* Work to do
[A] In the passage on the fraudulent conveyance, rename "defendant" to "respondent" and write out the part that begins at the words "The defendant in" and stops after the words "single conclusory sentence.".
[B] Please copy the lines of the records exactly, beginning at the line that has "Please trace the outline of every instance of the **fallen" and stopping after the line that has "POLYGON ((184 153, 182", with both of those lines included.

The defendant in the case at bar was more than a mere custodian or stakeholder. He accepted a transfer of real property -- by its nature susceptible of attachment by creditors and subject to a system whereby its sale or transfer was easily inhibited -- and transformed it into a check, indorsed in blank. Prior to the sale of the real property to a bona fide purchaser, the defendant was aware that there was a creditor after the transferor and that that creditor was trying to attach the property in question. Under Modin, supra at 631, this involvement of the defendant is sufficiently "active participation" to render him liable, but the majority denies this in a single conclusory sentence.
The record suggests that when the defendant accepted the transfer from his sister-in-law he was unaware of her intent to hinder creditors, and that it was not until a short while before he subsequently sold the property to a bona fide purchaser that the defendant knew he was frustrating creditors. Assuming this to be so, there remains an obvious way out of the dilemma. It is succinctly presented in a case cited by the majority. "An honest man will not take a fraudulent conveyance. If a man holds property fraudulently conveyed, as soon as he comes to a sense of his moral duty, he will restore it to those to whom it belongs: -- he ought to give it back to him from whom he received it, that it may be applied to his debts if wanted, or to his benefit if not necessary for this purpose. The Law, to discourage frauds, does not compel him to restore it to the fraudulent grantor; yet no man will retain it for a moment who desires the reputation of honesty, or possesses the sense of justice." Swift v. Holdridge, 10 Ohio 230, 231 (1840). Cf. Damazo v. Wahby, 269 Md. 252, 256 (1973).

* Supplied data
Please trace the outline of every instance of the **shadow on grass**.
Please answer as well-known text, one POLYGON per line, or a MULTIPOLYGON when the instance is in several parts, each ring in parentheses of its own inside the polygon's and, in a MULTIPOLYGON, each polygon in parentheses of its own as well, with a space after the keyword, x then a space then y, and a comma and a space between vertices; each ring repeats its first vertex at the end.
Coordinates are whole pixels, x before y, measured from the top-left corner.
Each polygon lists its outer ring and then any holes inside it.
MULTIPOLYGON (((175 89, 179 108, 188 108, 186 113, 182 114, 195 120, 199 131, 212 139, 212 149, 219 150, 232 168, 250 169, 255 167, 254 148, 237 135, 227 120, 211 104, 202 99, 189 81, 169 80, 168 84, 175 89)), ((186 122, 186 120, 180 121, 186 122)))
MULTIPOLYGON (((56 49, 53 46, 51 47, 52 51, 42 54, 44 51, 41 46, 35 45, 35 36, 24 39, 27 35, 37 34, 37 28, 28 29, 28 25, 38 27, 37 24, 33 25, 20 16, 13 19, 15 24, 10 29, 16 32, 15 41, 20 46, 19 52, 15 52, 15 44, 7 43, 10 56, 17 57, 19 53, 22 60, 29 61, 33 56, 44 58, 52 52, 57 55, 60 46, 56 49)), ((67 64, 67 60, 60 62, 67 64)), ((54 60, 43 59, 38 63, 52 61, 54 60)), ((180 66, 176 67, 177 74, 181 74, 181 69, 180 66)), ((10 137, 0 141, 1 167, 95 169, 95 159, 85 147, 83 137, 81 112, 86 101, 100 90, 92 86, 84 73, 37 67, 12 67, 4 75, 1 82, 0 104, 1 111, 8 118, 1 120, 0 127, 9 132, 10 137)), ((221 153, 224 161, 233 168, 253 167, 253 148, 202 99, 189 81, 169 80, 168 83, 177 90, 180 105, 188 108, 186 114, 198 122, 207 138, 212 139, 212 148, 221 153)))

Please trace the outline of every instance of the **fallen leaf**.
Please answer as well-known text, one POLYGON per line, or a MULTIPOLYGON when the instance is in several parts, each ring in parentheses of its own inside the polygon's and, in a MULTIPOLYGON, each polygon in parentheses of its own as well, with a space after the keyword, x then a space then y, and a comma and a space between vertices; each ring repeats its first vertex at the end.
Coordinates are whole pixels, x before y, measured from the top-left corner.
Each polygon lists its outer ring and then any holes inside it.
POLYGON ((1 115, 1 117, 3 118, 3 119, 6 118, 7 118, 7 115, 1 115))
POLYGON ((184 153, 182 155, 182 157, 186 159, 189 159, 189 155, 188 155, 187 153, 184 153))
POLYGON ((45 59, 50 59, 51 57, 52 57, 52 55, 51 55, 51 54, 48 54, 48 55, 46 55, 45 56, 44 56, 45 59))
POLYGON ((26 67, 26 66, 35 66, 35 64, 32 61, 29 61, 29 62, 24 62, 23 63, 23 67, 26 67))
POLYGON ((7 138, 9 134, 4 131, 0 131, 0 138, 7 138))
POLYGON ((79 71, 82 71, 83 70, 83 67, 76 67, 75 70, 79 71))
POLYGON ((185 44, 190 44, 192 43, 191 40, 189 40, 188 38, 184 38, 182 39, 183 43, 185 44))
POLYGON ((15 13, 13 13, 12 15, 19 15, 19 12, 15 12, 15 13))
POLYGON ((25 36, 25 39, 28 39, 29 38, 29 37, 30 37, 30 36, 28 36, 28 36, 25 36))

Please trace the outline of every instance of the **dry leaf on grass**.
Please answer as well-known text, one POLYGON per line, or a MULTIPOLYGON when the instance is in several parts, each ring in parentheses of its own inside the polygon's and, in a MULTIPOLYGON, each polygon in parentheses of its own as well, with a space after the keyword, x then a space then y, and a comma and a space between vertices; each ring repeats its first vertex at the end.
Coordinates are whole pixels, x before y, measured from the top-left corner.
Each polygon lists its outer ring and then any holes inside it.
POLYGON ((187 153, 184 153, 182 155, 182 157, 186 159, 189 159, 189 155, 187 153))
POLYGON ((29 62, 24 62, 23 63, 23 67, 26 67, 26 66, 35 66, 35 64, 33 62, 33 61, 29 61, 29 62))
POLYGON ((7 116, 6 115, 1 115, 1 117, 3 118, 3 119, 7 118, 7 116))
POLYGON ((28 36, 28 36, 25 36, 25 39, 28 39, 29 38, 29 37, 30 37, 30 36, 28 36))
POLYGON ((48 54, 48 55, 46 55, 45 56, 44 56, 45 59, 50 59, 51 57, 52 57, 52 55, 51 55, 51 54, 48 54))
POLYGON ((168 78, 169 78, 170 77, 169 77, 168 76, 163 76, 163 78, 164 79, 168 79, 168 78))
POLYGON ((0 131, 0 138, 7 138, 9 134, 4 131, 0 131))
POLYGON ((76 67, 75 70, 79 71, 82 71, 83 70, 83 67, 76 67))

* Expected answers
[A]
The respondent in the case at bar was more than a mere custodian or stakeholder. He accepted a transfer of real property -- by its nature susceptible of attachment by creditors and subject to a system whereby its sale or transfer was easily inhibited -- and transformed it into a check, indorsed in blank. Prior to the sale of the real property to a bona fide purchaser, the respondent was aware that there was a creditor after the transferor and that that creditor was trying to attach the property in question. Under Modin, supra at 631, this involvement of the respondent is sufficiently "active participation" to render him liable, but the majority denies this in a single conclusory sentence.

[B]
Please trace the outline of every instance of the **fallen leaf**.
Please answer as well-known text, one POLYGON per line, or a MULTIPOLYGON when the instance is in several parts, each ring in parentheses of its own inside the polygon's and, in a MULTIPOLYGON, each polygon in parentheses of its own as well, with a space after the keyword, x then a space then y, and a comma and a space between vertices; each ring repeats its first vertex at the end.
Coordinates are whole pixels, x before y, measured from the top-left corner.
Each polygon lists its outer ring and then any holes inside it.
POLYGON ((1 115, 1 117, 3 118, 3 119, 6 118, 7 118, 7 115, 1 115))
POLYGON ((184 153, 182 155, 182 157, 186 159, 189 159, 189 155, 188 155, 187 153, 184 153))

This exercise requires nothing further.